EINGABEMATERIAL:
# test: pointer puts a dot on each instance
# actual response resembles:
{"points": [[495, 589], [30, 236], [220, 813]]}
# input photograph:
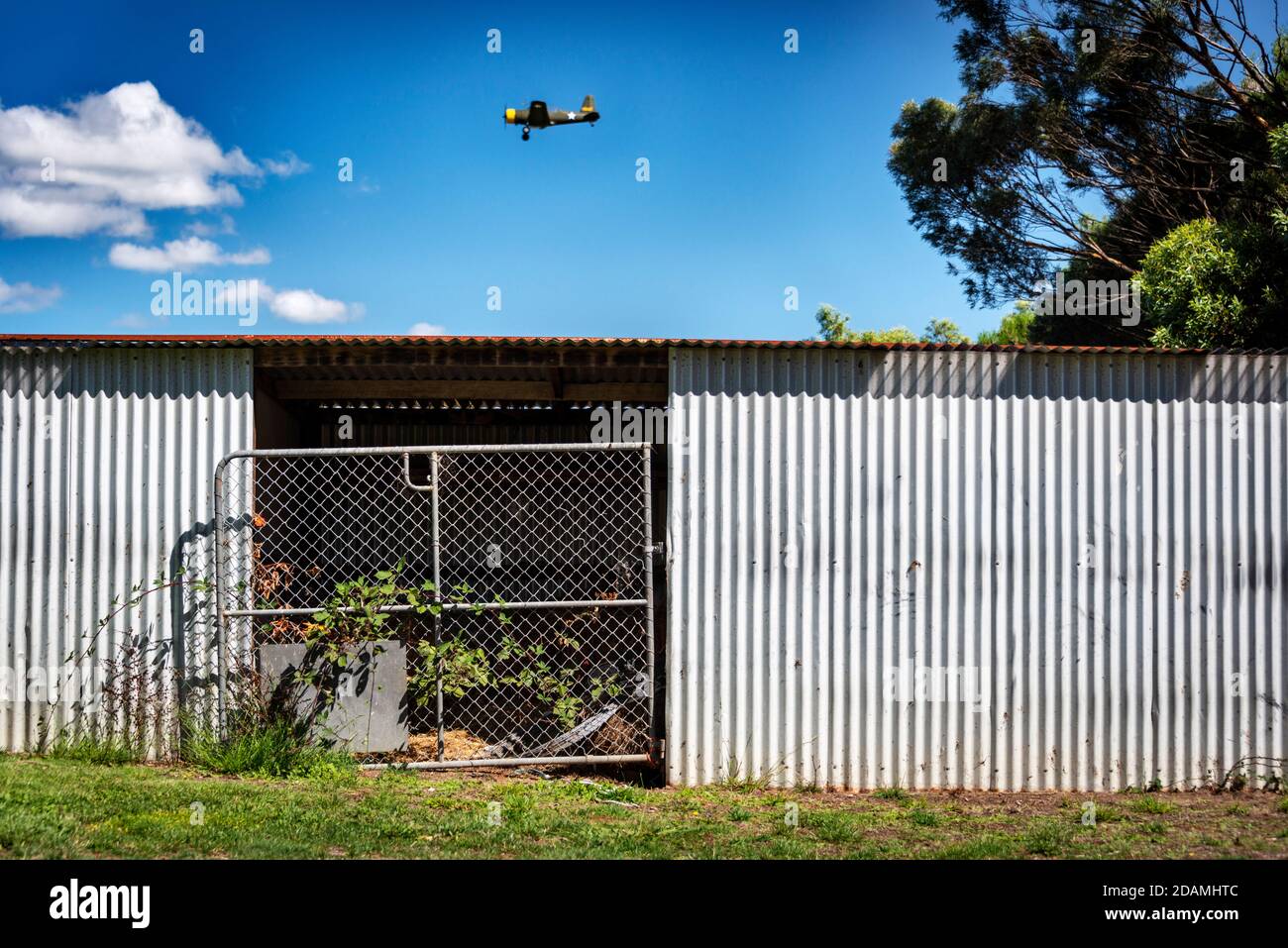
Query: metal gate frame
{"points": [[647, 550]]}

ZU ERLEDIGENDE ARBEIT:
Schreiben Sie die Zeilen aller Datensätze Zeichen für Zeichen ab. Die Bilder lassen Sie dabei weg.

LÖSUNG DIESER AUFGABE:
# test: pointer puts a dot on each instance
# actual response resembles:
{"points": [[495, 589], [30, 236], [220, 813]]}
# input photograph:
Query: metal gate frame
{"points": [[647, 550]]}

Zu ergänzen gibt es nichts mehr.